ABOUT THIS EXERCISE: Could you transcribe all the entries exactly, omitting the pictures?

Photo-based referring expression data
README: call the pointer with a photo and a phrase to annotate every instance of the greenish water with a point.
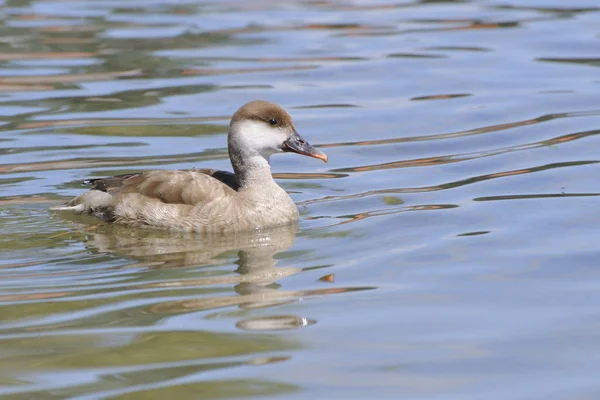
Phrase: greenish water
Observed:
(458, 213)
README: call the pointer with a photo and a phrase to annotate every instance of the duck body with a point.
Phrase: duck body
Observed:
(208, 201)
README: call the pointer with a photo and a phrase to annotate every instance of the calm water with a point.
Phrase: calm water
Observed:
(458, 213)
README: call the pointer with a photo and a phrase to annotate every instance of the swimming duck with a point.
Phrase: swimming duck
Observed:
(207, 200)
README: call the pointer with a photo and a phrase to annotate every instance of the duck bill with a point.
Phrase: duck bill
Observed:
(297, 144)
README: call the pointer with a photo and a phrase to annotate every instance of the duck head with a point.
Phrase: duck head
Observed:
(266, 128)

SOLUTION FOR THIS TASK:
README: call the pointer with a photo and a phrase to annotate every instance of the greenish water with a point.
Phrase: greenish water
Observed:
(458, 213)
README: call the pointer with a photo and a phrase to annotate every instance of the duck body with a point.
Phrase: duck body
Observed:
(208, 201)
README: call the pointer with a photo and a phrase to annotate every instance of the calm water with a point.
Phrase: calm water
Observed:
(458, 213)
README: call the pointer with a photo and a phrase to annotate every instance of the swimming duck with a point.
Phrase: swimming duck
Observed:
(207, 200)
README: call the pointer with a photo and a phrase to annotate every instance of the duck bill with a point.
Phrase: duck bill
Observed:
(297, 144)
README: call the pointer with a photo and a phrase to annotate every instance of the duck head with a point.
Phrase: duck head
Observed:
(266, 128)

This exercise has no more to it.